EXERCISE DESCRIPTION:
Pull out each line below that contains the string "above", matching case exactly.

-- begin RECORDS SHOWN --

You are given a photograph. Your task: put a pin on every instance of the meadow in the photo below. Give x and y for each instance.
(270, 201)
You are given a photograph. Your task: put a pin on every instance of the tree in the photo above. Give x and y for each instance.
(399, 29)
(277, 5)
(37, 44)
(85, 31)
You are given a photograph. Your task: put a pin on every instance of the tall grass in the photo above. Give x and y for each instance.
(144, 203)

-- end RECORDS SHOWN --
-- begin RECORDS SHOWN --

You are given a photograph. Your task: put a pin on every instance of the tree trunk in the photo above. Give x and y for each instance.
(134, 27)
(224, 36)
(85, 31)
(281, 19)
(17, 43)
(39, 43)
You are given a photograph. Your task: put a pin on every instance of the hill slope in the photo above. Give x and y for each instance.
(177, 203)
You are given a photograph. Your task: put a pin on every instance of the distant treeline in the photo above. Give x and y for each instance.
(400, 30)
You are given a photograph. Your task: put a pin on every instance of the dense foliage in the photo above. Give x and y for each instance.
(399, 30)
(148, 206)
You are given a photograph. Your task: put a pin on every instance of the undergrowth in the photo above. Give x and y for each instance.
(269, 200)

-- end RECORDS SHOWN --

THE SOLUTION:
You are given a photograph. Your task: put a pin on every instance of the tree in the photo above. Give x and y for each instance.
You are given a photograph. Your task: put a pin on every instance of the tall grass in the photo above. Give x and y for each instance.
You are given a photograph. Your task: put a pin on every instance of the tree trunk in the photo above. Give x and y for each instance.
You are given a photograph. Your task: put a pin on every instance of the hill slope in the photo above. Give x and y for each instance.
You are given a photograph. Your task: put a pin on every instance of the distant treeline in the photo above. Give x and y for each instance.
You are given a photograph. Your task: put a pin on every instance of the dense foliage in the photo above. Give x and y for each instance.
You are given a photograph. Your task: put a pin on every instance of the undergrowth in the photo above. Give x and y for each instance.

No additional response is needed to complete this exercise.